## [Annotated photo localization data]
-*-*-

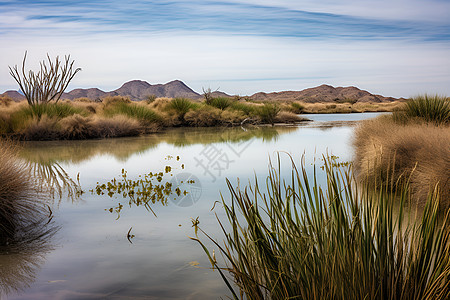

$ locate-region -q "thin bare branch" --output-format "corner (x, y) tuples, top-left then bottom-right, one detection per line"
(8, 52), (81, 106)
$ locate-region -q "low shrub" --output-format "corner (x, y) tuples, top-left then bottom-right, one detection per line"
(73, 97), (93, 103)
(274, 111), (307, 123)
(255, 103), (281, 125)
(0, 96), (14, 107)
(220, 110), (247, 125)
(149, 97), (171, 110)
(0, 112), (9, 135)
(209, 97), (232, 110)
(103, 102), (161, 125)
(11, 102), (86, 122)
(101, 96), (131, 106)
(192, 155), (450, 299)
(184, 106), (222, 126)
(59, 114), (95, 139)
(145, 94), (157, 104)
(229, 102), (256, 115)
(168, 98), (197, 117)
(19, 115), (61, 141)
(290, 102), (304, 113)
(91, 115), (142, 138)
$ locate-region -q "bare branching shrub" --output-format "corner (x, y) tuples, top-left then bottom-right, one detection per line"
(202, 87), (214, 105)
(9, 52), (81, 106)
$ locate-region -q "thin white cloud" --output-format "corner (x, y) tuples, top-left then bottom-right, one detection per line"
(2, 33), (449, 97)
(221, 0), (450, 23)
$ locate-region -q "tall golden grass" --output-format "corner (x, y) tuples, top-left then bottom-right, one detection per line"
(353, 115), (449, 208)
(0, 139), (51, 242)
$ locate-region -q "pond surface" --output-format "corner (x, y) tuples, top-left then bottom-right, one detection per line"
(2, 113), (383, 299)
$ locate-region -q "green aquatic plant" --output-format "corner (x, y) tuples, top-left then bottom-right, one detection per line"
(191, 154), (450, 299)
(92, 157), (192, 218)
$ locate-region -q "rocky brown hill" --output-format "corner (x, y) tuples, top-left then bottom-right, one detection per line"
(0, 90), (25, 101)
(60, 79), (201, 100)
(249, 84), (399, 103)
(1, 82), (402, 103)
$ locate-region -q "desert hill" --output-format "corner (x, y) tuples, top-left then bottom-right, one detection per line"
(249, 84), (398, 103)
(1, 81), (401, 103)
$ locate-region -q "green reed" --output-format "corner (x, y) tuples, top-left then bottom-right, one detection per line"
(394, 94), (449, 125)
(191, 154), (450, 299)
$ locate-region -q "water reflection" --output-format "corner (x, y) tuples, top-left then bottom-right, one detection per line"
(6, 114), (385, 299)
(0, 207), (58, 297)
(27, 161), (83, 203)
(18, 126), (296, 164)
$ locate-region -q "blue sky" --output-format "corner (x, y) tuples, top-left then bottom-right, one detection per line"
(1, 0), (449, 97)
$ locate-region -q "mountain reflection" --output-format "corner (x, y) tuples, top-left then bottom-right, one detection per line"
(18, 126), (297, 164)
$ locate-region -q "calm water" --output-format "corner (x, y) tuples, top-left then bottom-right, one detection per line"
(2, 113), (383, 299)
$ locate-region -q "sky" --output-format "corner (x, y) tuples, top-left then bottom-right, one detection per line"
(1, 0), (450, 97)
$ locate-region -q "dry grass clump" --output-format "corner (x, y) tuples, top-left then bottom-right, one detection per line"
(102, 101), (162, 126)
(289, 102), (305, 113)
(0, 139), (48, 242)
(229, 101), (256, 115)
(353, 116), (450, 208)
(0, 96), (14, 107)
(18, 115), (61, 141)
(220, 110), (247, 125)
(184, 106), (222, 126)
(299, 101), (405, 114)
(90, 115), (143, 138)
(255, 103), (281, 125)
(149, 97), (171, 110)
(274, 111), (309, 123)
(101, 96), (131, 106)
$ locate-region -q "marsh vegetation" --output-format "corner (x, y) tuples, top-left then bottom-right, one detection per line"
(354, 95), (450, 207)
(192, 155), (450, 299)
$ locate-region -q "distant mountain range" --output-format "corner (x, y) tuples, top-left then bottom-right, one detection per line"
(1, 80), (401, 103)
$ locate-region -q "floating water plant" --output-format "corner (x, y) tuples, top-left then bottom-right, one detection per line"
(92, 156), (193, 218)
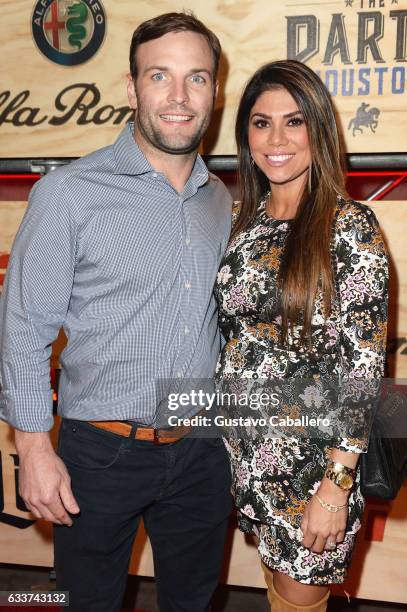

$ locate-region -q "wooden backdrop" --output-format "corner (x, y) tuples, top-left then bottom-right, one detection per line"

-*-*-

## [HOW TO COMPLETE THIS TASK]
Would you set down the records above once more, exactly, with the pictures removed?

## [WRITTEN RESPONSE]
$ locate-region -q "thin bare branch" --output-format "corner (x, y) tuples, top-left then bottom-right, one detection per line"
(8, 52), (81, 106)
$ locate-region -q "low shrub" --output-format "corner (x, y) tuples, top-left then bottom-right, one detection per line"
(73, 97), (93, 103)
(274, 111), (307, 123)
(255, 103), (281, 125)
(0, 96), (14, 107)
(220, 110), (247, 125)
(149, 97), (171, 110)
(0, 112), (9, 135)
(209, 97), (232, 110)
(103, 102), (161, 125)
(11, 102), (86, 122)
(101, 96), (131, 106)
(192, 155), (450, 299)
(184, 106), (222, 126)
(59, 114), (95, 139)
(145, 94), (157, 104)
(229, 102), (256, 115)
(168, 98), (197, 117)
(19, 115), (61, 141)
(290, 102), (304, 113)
(91, 115), (142, 138)
$ locate-region -q "bare branching shrub" --output-format "corner (x, y) tuples, top-left then bottom-right, one detection per line"
(202, 87), (214, 105)
(9, 52), (81, 106)
$ locate-region -q "thin white cloud" --output-format "corner (x, y) tuples, top-left then bottom-right, one detection per line"
(2, 33), (449, 97)
(221, 0), (450, 23)
$ locate-region -q "tall golden grass" --output-format "corner (x, y) tuples, top-left then bottom-right, one detection per line"
(353, 115), (449, 208)
(0, 139), (51, 242)
$ locate-region -q "pond surface" --output-format "corner (x, y) tuples, top-left then bottom-right, one detection per line"
(2, 113), (383, 299)
$ locate-region -q "green aquatic plant" --output-format "corner (x, y) tuples, top-left then bottom-right, one detection per line"
(191, 154), (450, 299)
(92, 157), (192, 218)
$ locate-region -q "rocky brown hill" --output-format "corner (x, y) tuples, top-left then bottom-right, one detection per line"
(0, 90), (25, 101)
(60, 79), (201, 100)
(249, 84), (399, 103)
(1, 82), (402, 103)
$ locate-region -q "desert hill" --output-format "corner (x, y) tuples, top-left then bottom-right, one detection per line"
(249, 84), (398, 103)
(1, 81), (401, 103)
$ locate-region -q "green reed" --output-format "corner (x, y) tuples, top-left then bottom-right, one detection per line"
(394, 94), (449, 125)
(191, 154), (450, 299)
$ locate-region -q "water reflection" --output-format "corner (x, y) tuples, top-left then bottom-right, one detection per line"
(6, 114), (385, 299)
(0, 207), (58, 297)
(27, 161), (83, 203)
(18, 126), (296, 164)
$ locate-region -q "blue sky" --output-format "corner (x, y) tuples, top-left then bottom-right, one detection per line"
(1, 0), (449, 97)
$ locate-region -q "mountain reflection" --output-format "corner (x, y) tuples, top-left then bottom-right, one detection per line"
(18, 126), (297, 164)
$ locate-region -q "calm water" --output-format "corner (x, y) tuples, top-left then bottom-right, one detection per line"
(2, 113), (383, 299)
$ locate-region -q "sky" --output-format "corner (x, y) tuples, top-left then bottom-right, one detection per line"
(1, 0), (450, 97)
$ locate-region -q "dry grass clump" --output-format "corner (x, y) tuples, top-left then bottom-right, one detection per line"
(102, 101), (162, 126)
(289, 102), (305, 113)
(0, 139), (48, 242)
(229, 101), (256, 115)
(353, 116), (450, 208)
(0, 96), (14, 107)
(18, 115), (61, 141)
(220, 110), (247, 125)
(184, 106), (222, 126)
(299, 101), (405, 114)
(90, 115), (143, 138)
(255, 103), (281, 125)
(149, 97), (171, 110)
(274, 111), (309, 123)
(101, 96), (131, 106)
$ locate-region -q "marsh vegetation" --output-format "corner (x, y) tuples, top-left then bottom-right, one detection per line"
(354, 95), (450, 207)
(192, 155), (450, 299)
$ locate-region -q "distant mountain range" --output-format "corner (x, y) tuples, top-left then bottom-right, one detection per line"
(1, 80), (401, 103)
$ locate-region -q "floating water plant" --output-format "corner (x, y) tuples, top-left then bottom-right, one detection per line"
(92, 156), (193, 218)

$ locate-region -q "wooden backdrop" --output-format "corner (x, y) tuples, top-left then bottom-right, one detection per line"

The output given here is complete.